**Source records:**
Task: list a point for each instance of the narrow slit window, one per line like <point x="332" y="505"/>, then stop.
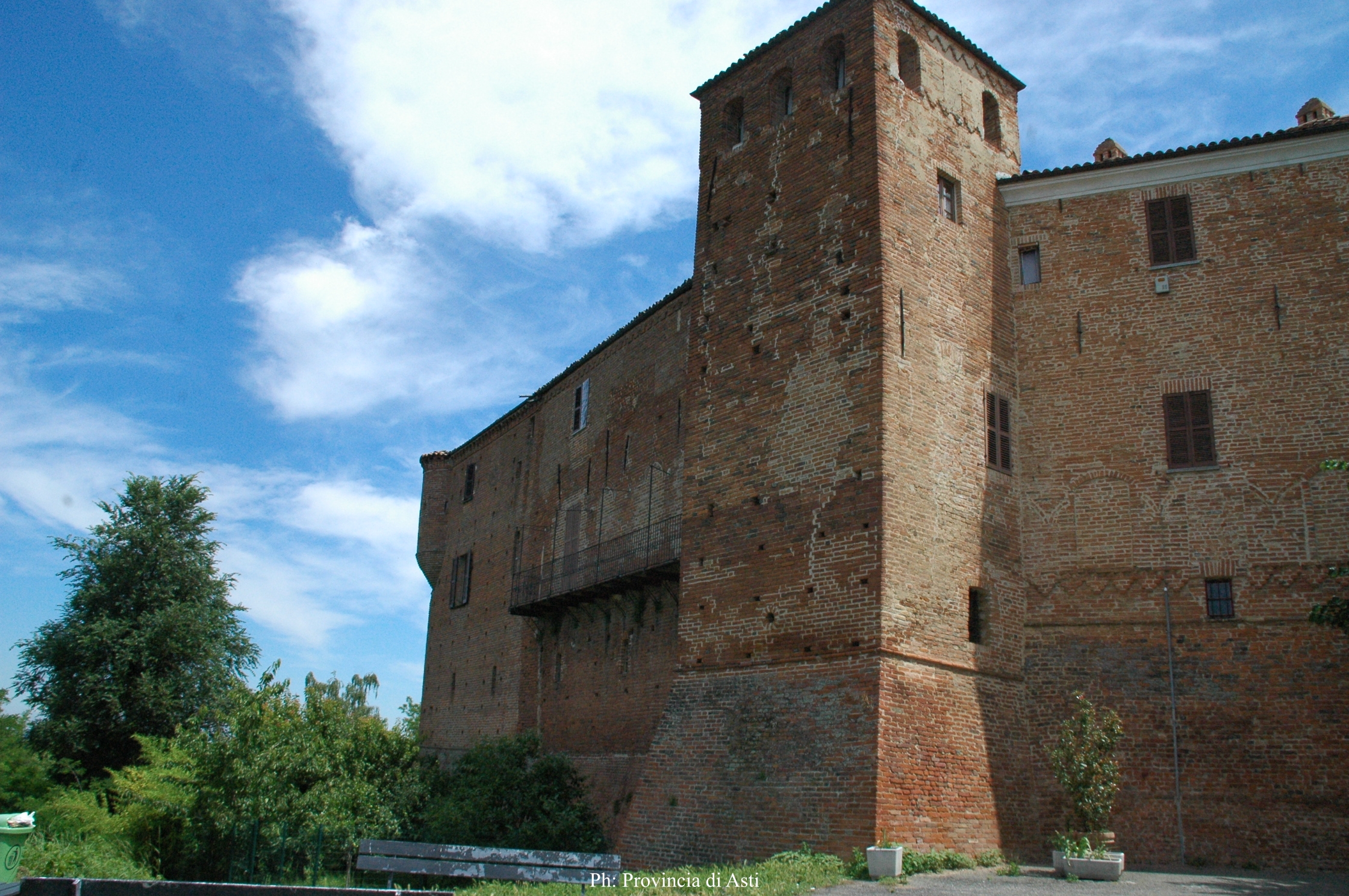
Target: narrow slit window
<point x="470" y="482"/>
<point x="949" y="198"/>
<point x="581" y="406"/>
<point x="460" y="579"/>
<point x="1170" y="230"/>
<point x="992" y="120"/>
<point x="997" y="412"/>
<point x="1189" y="426"/>
<point x="979" y="608"/>
<point x="1218" y="597"/>
<point x="1030" y="265"/>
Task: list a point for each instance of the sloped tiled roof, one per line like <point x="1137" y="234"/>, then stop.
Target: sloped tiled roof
<point x="1270" y="137"/>
<point x="782" y="36"/>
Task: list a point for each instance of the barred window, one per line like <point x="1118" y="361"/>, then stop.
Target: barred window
<point x="1189" y="422"/>
<point x="999" y="426"/>
<point x="1170" y="231"/>
<point x="1218" y="594"/>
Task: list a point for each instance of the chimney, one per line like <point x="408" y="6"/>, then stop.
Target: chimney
<point x="1108" y="152"/>
<point x="1314" y="111"/>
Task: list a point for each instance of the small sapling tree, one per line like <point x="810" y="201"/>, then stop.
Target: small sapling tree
<point x="1083" y="762"/>
<point x="1336" y="611"/>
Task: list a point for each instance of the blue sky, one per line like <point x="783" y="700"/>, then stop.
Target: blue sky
<point x="293" y="244"/>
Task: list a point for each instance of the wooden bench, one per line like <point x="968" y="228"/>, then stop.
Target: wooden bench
<point x="484" y="861"/>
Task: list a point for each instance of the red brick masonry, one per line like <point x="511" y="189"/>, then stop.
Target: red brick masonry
<point x="811" y="405"/>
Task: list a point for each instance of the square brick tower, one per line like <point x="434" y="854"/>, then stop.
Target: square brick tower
<point x="841" y="525"/>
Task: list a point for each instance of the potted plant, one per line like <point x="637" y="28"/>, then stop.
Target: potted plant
<point x="1083" y="762"/>
<point x="885" y="860"/>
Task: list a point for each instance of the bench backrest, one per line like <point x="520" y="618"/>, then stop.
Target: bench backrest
<point x="450" y="853"/>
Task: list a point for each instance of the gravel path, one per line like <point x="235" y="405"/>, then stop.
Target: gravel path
<point x="1133" y="883"/>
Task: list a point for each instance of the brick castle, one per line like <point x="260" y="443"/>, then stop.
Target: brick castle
<point x="819" y="547"/>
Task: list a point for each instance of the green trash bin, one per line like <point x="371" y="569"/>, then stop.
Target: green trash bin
<point x="11" y="848"/>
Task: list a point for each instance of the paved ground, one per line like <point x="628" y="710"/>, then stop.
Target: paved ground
<point x="1188" y="882"/>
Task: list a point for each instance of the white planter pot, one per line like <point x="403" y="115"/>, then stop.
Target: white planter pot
<point x="1108" y="868"/>
<point x="884" y="863"/>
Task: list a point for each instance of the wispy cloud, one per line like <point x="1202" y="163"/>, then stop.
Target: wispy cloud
<point x="313" y="555"/>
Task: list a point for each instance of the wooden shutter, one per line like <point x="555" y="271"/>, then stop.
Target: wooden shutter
<point x="1189" y="422"/>
<point x="1182" y="234"/>
<point x="1170" y="230"/>
<point x="999" y="426"/>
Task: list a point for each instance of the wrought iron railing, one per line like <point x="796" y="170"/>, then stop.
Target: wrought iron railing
<point x="631" y="553"/>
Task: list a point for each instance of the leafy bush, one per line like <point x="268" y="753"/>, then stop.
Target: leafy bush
<point x="23" y="774"/>
<point x="936" y="860"/>
<point x="508" y="792"/>
<point x="991" y="859"/>
<point x="1083" y="762"/>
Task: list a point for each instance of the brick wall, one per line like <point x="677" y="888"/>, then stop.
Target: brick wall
<point x="1263" y="721"/>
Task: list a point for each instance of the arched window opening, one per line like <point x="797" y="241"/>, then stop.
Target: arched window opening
<point x="992" y="120"/>
<point x="733" y="122"/>
<point x="911" y="66"/>
<point x="835" y="65"/>
<point x="784" y="100"/>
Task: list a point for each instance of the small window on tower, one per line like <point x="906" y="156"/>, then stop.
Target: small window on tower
<point x="734" y="122"/>
<point x="997" y="412"/>
<point x="1189" y="422"/>
<point x="460" y="579"/>
<point x="979" y="611"/>
<point x="1170" y="231"/>
<point x="1218" y="597"/>
<point x="992" y="120"/>
<point x="784" y="100"/>
<point x="470" y="482"/>
<point x="1030" y="265"/>
<point x="581" y="406"/>
<point x="909" y="61"/>
<point x="949" y="198"/>
<point x="835" y="65"/>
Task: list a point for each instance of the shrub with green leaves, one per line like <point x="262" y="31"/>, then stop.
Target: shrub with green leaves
<point x="1083" y="762"/>
<point x="508" y="792"/>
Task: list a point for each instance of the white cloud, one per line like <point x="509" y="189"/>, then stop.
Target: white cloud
<point x="37" y="287"/>
<point x="312" y="555"/>
<point x="541" y="126"/>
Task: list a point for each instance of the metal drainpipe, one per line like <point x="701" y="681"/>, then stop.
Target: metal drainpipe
<point x="1176" y="736"/>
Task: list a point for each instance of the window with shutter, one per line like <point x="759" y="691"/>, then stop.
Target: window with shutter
<point x="1170" y="232"/>
<point x="1189" y="423"/>
<point x="1030" y="265"/>
<point x="1218" y="597"/>
<point x="997" y="412"/>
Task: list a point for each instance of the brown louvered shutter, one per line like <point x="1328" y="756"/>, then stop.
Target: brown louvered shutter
<point x="992" y="405"/>
<point x="1004" y="434"/>
<point x="999" y="426"/>
<point x="1201" y="429"/>
<point x="1189" y="420"/>
<point x="1182" y="234"/>
<point x="1158" y="237"/>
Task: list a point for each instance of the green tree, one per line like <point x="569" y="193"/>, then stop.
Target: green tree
<point x="508" y="792"/>
<point x="148" y="635"/>
<point x="1336" y="611"/>
<point x="1083" y="762"/>
<point x="23" y="774"/>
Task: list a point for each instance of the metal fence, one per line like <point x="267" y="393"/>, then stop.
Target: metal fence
<point x="628" y="555"/>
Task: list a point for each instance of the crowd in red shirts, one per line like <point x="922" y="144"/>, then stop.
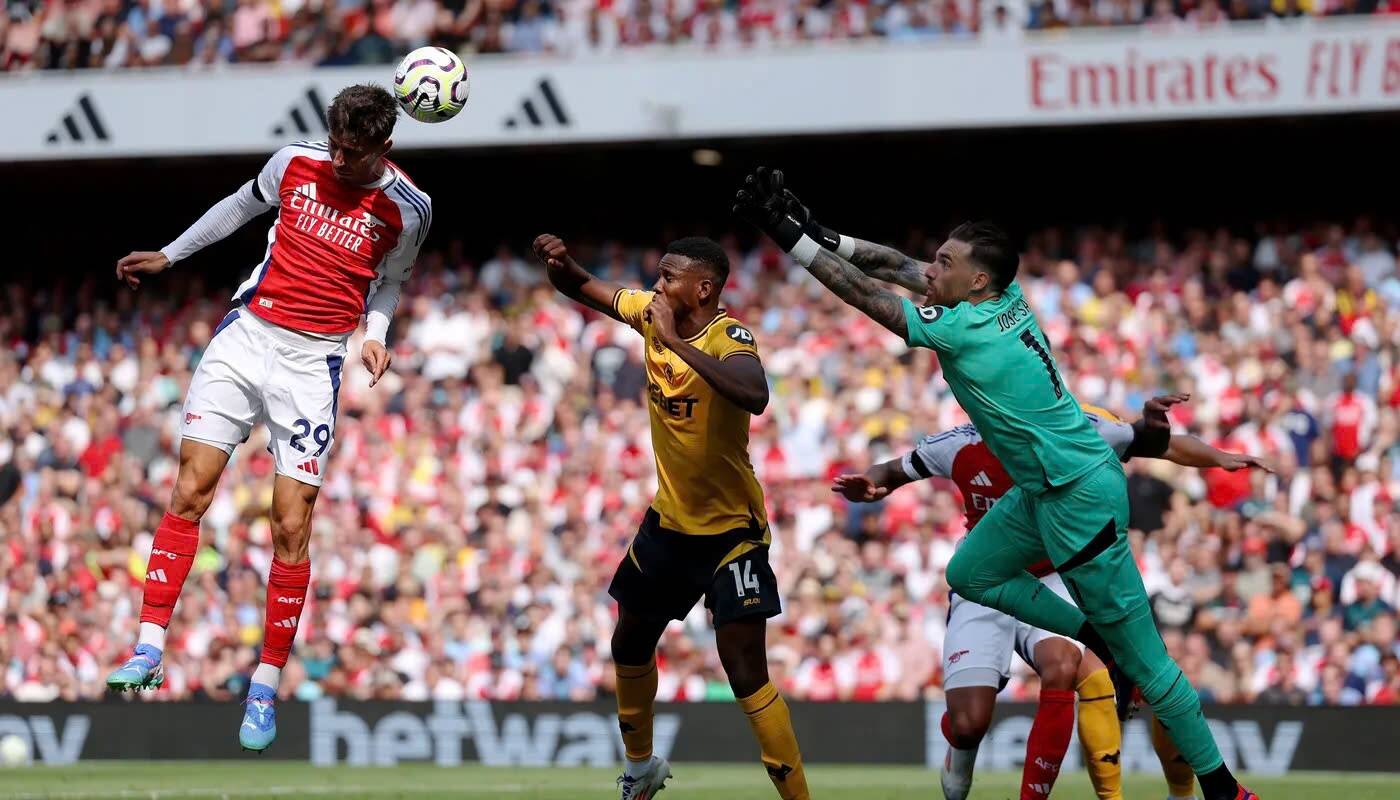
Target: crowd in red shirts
<point x="480" y="496"/>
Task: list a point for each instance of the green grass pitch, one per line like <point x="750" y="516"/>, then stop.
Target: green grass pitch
<point x="175" y="781"/>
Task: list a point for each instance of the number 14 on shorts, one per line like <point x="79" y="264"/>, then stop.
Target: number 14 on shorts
<point x="744" y="579"/>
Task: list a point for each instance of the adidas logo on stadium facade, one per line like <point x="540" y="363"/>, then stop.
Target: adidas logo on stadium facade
<point x="305" y="116"/>
<point x="535" y="105"/>
<point x="80" y="125"/>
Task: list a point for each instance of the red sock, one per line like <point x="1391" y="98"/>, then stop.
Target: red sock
<point x="1047" y="743"/>
<point x="172" y="555"/>
<point x="286" y="597"/>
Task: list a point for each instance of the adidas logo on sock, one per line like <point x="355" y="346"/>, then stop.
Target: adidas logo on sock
<point x="779" y="772"/>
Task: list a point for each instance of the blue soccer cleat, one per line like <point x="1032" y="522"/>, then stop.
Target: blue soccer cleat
<point x="142" y="671"/>
<point x="644" y="783"/>
<point x="259" y="719"/>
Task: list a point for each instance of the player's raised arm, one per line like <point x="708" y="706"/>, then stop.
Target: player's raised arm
<point x="1190" y="451"/>
<point x="221" y="219"/>
<point x="1151" y="437"/>
<point x="874" y="259"/>
<point x="573" y="280"/>
<point x="762" y="203"/>
<point x="872" y="485"/>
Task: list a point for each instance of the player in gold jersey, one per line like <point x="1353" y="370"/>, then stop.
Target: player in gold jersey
<point x="706" y="533"/>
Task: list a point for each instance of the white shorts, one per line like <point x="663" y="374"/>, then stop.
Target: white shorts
<point x="256" y="371"/>
<point x="980" y="640"/>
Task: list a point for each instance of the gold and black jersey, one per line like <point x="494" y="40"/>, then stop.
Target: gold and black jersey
<point x="704" y="478"/>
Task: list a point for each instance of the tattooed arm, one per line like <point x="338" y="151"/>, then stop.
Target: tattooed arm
<point x="874" y="259"/>
<point x="765" y="205"/>
<point x="858" y="290"/>
<point x="889" y="265"/>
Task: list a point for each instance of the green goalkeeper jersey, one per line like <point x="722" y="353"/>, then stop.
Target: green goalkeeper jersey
<point x="998" y="364"/>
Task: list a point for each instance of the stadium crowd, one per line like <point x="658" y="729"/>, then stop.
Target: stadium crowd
<point x="480" y="496"/>
<point x="114" y="34"/>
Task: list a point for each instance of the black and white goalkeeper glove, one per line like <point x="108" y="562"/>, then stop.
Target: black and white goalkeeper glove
<point x="762" y="203"/>
<point x="823" y="236"/>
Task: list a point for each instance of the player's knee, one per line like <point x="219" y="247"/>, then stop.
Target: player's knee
<point x="961" y="579"/>
<point x="191" y="496"/>
<point x="966" y="727"/>
<point x="746" y="669"/>
<point x="1057" y="663"/>
<point x="1171" y="694"/>
<point x="291" y="537"/>
<point x="629" y="647"/>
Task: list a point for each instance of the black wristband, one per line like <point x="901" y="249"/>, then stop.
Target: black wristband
<point x="786" y="233"/>
<point x="1148" y="442"/>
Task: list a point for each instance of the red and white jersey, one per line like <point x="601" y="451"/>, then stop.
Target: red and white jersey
<point x="961" y="456"/>
<point x="333" y="243"/>
<point x="1353" y="418"/>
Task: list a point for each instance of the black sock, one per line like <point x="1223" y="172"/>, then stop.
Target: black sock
<point x="1091" y="639"/>
<point x="1218" y="783"/>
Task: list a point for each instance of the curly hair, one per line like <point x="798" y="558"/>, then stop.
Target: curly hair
<point x="363" y="114"/>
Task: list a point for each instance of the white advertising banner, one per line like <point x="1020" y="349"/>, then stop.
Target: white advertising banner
<point x="1071" y="79"/>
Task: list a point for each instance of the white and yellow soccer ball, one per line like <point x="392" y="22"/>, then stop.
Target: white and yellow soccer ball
<point x="431" y="84"/>
<point x="14" y="751"/>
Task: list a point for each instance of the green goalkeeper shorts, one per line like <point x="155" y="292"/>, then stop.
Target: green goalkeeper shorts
<point x="1081" y="527"/>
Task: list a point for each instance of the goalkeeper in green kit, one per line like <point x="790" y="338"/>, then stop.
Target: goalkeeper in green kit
<point x="1070" y="496"/>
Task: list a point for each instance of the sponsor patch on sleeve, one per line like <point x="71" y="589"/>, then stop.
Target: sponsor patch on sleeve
<point x="739" y="334"/>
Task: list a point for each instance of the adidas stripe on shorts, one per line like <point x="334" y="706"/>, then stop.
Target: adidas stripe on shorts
<point x="256" y="371"/>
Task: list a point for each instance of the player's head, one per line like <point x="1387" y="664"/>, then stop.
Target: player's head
<point x="979" y="259"/>
<point x="692" y="273"/>
<point x="361" y="121"/>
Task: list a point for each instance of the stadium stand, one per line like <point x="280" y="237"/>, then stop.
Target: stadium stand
<point x="114" y="34"/>
<point x="454" y="562"/>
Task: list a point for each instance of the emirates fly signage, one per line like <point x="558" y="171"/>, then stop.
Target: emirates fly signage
<point x="1081" y="77"/>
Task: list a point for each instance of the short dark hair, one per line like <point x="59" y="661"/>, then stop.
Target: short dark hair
<point x="707" y="252"/>
<point x="363" y="114"/>
<point x="993" y="248"/>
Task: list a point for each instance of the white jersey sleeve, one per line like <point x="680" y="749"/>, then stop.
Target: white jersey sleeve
<point x="268" y="185"/>
<point x="1117" y="433"/>
<point x="416" y="209"/>
<point x="233" y="212"/>
<point x="934" y="454"/>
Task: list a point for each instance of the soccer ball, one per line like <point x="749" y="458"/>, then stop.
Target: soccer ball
<point x="431" y="84"/>
<point x="14" y="751"/>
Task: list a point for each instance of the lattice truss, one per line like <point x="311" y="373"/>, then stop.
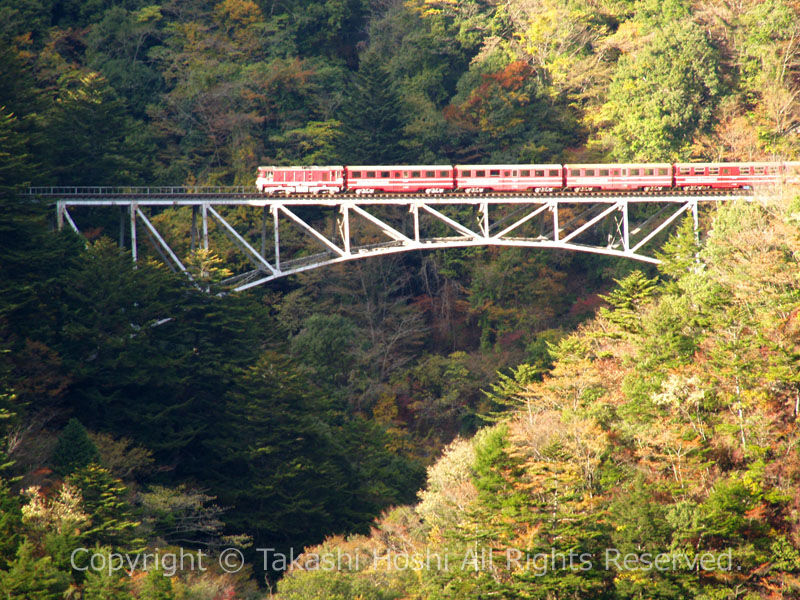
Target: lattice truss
<point x="264" y="238"/>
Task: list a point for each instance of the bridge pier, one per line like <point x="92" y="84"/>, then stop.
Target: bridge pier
<point x="623" y="225"/>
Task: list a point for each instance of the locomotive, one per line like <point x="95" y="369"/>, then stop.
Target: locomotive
<point x="476" y="179"/>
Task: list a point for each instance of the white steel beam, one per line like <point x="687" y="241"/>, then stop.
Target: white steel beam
<point x="312" y="231"/>
<point x="387" y="229"/>
<point x="242" y="241"/>
<point x="160" y="240"/>
<point x="454" y="224"/>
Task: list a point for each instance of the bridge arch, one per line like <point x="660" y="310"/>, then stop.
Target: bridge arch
<point x="623" y="225"/>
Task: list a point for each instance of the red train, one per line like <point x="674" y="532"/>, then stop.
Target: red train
<point x="438" y="179"/>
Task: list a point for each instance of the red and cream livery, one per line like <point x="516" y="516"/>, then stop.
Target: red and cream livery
<point x="431" y="179"/>
<point x="438" y="179"/>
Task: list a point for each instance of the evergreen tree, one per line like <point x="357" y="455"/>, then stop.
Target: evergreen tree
<point x="74" y="449"/>
<point x="32" y="578"/>
<point x="627" y="299"/>
<point x="87" y="135"/>
<point x="104" y="585"/>
<point x="156" y="586"/>
<point x="373" y="122"/>
<point x="10" y="524"/>
<point x="104" y="501"/>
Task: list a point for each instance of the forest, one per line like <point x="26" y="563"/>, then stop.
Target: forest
<point x="520" y="415"/>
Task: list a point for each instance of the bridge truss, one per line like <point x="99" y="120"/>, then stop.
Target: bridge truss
<point x="344" y="227"/>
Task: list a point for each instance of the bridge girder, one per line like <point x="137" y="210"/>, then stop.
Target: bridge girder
<point x="611" y="224"/>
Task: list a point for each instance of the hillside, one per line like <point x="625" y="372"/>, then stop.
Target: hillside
<point x="507" y="399"/>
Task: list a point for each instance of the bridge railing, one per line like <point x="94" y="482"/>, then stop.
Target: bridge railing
<point x="170" y="190"/>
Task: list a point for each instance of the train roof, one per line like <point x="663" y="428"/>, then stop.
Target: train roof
<point x="726" y="164"/>
<point x="615" y="165"/>
<point x="517" y="166"/>
<point x="397" y="167"/>
<point x="310" y="168"/>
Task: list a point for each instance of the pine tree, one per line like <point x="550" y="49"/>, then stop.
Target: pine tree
<point x="627" y="299"/>
<point x="372" y="119"/>
<point x="104" y="501"/>
<point x="32" y="578"/>
<point x="74" y="449"/>
<point x="104" y="585"/>
<point x="156" y="586"/>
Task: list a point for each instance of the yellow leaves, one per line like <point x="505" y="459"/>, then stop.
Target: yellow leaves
<point x="62" y="513"/>
<point x="240" y="13"/>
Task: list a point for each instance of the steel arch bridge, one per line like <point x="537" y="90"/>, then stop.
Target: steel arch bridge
<point x="627" y="225"/>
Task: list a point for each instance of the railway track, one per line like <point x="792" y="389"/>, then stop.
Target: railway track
<point x="178" y="193"/>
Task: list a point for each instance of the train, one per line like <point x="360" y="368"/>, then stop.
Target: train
<point x="478" y="179"/>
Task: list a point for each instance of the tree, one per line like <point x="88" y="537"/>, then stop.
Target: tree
<point x="106" y="584"/>
<point x="373" y="119"/>
<point x="627" y="300"/>
<point x="74" y="450"/>
<point x="88" y="132"/>
<point x="33" y="578"/>
<point x="663" y="94"/>
<point x="103" y="499"/>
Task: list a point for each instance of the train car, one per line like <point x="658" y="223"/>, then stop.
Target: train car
<point x="300" y="180"/>
<point x="791" y="172"/>
<point x="618" y="176"/>
<point x="431" y="179"/>
<point x="509" y="178"/>
<point x="727" y="175"/>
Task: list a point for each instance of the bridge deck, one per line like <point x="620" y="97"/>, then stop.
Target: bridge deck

**Exercise:** Output exactly the lines between the one containing "Task: list a point for each instance of the railway" and the final line above, both inclusive.

**Result of this exercise:**
Task: list a point for each instance of the railway track, one per line like <point x="792" y="389"/>, then stop.
Target: railway track
<point x="178" y="193"/>
Task: list a point for each instance of the train, one per line like <point x="360" y="368"/>, then stop.
Target: train
<point x="478" y="179"/>
Task: list a point for each instance of the tree, one per line like <point x="88" y="537"/>, then stop.
Target: tree
<point x="106" y="584"/>
<point x="373" y="119"/>
<point x="627" y="300"/>
<point x="74" y="450"/>
<point x="88" y="132"/>
<point x="33" y="578"/>
<point x="663" y="94"/>
<point x="103" y="499"/>
Task: list a point for each instance of the train car, one per line like <point x="658" y="223"/>, then stop.
Target: train car
<point x="300" y="180"/>
<point x="791" y="172"/>
<point x="618" y="176"/>
<point x="431" y="179"/>
<point x="509" y="178"/>
<point x="727" y="175"/>
Task: list a point for each instance of the bridge deck, one per line like <point x="620" y="97"/>, then stop.
Target: bridge deck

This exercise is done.